Document text:
A unique name for the task. This field is used to refer to this task from other tasks. This field is required and must be unique within its parent job. On db_jobs_update() or db_jobs_reset(), this field is used to reference the tasks to be updated or reset. The maximum length is 100 characters.

description

An optional description for this task. The maximum length is 4096 bytes.

depends_on

Vector of task_key's specifying the dependency graph of the task. All task_key's specified in this field must complete successfully before executing this task. This field is required when a job consists of more than one task.

existing_cluster_id

ID of an existing cluster that is used for all runs of this task.

new_cluster

Instance of new_cluster().

job_cluster_key

Task is executed reusing the cluster specified in db_jobs_create() with job_clusters parameter.

task

One of notebook_task(), spark_jar_task(), spark_python_task(), spark_submit_task(), pipeline_task(), python_wheel_task().

libraries

Instance of libraries().

email_notifications

Instance of email_notifications.

timeout_seconds

An optional timeout applied to each run of this job task. The default behavior is to have no timeout.

max_retries

An optional maximum number of times to retry an unsuccessful run. A run is considered to be unsuccessful if it completes with the FAILED result_state or INTERNAL_ERROR life_cycle_state. The value -1 means to retry indefinitely and the value 0 means to never retry. The default behavior is to never retry.

min_retry_interval_millis

Optional minimal interval in milliseconds between the start of the failed run and the subsequent retry run. The default behavior is that unsuccessful runs are immediately retried.

retry_on_timeout

Optional policy to specify whether to retry a task when it times out. The default behavior is to not retry on timeout.

Tasks to carry out:
a - According to the task parameter reference, what is the unique task name used for? Answer in one to three sentences.
b - Reproduce the part of the task parameter reference starting at "Instance of libraries()." and ending at "have no timeout.".
The rows have no role here.

Dataset content:
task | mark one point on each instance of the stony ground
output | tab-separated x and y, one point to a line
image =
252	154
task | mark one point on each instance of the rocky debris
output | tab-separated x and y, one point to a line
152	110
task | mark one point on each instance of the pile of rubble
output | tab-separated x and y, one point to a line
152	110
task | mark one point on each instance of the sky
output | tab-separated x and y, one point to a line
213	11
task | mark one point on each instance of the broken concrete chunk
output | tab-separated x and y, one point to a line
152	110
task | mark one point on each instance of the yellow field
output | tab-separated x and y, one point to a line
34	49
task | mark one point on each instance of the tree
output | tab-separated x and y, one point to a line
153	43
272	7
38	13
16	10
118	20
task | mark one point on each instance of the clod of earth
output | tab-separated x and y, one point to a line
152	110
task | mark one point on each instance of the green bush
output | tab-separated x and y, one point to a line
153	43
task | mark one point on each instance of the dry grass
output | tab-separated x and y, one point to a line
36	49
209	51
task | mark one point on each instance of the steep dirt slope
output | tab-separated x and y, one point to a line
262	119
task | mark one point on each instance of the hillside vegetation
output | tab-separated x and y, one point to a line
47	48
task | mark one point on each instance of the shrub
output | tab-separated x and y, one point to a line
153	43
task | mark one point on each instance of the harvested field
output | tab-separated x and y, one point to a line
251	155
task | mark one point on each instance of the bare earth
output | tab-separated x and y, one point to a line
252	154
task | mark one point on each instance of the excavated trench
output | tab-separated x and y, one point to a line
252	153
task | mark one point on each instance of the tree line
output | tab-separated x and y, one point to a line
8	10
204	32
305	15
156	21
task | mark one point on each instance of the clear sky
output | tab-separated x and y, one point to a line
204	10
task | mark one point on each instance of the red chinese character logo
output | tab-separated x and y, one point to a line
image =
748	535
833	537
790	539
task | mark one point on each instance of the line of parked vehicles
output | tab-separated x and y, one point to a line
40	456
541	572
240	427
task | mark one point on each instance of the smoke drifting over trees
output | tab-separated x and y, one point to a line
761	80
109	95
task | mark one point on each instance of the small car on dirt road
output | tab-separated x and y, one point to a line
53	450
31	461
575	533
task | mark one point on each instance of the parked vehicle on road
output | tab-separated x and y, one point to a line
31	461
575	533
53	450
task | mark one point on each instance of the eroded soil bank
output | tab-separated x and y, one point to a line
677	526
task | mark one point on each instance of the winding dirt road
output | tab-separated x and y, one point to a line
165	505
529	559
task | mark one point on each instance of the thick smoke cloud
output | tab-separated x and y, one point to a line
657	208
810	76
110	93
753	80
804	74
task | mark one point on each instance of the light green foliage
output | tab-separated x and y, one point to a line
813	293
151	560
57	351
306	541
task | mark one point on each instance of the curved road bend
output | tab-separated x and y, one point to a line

Full answers:
a - Other tasks use the unique task name to refer to this task. In db_jobs_update() or db_jobs_reset(), it identifies the tasks to be updated or reset.

b -
Instance of libraries().

email_notifications

Instance of email_notifications.

timeout_seconds

An optional timeout applied to each run of this job task. The default behavior is to have no timeout.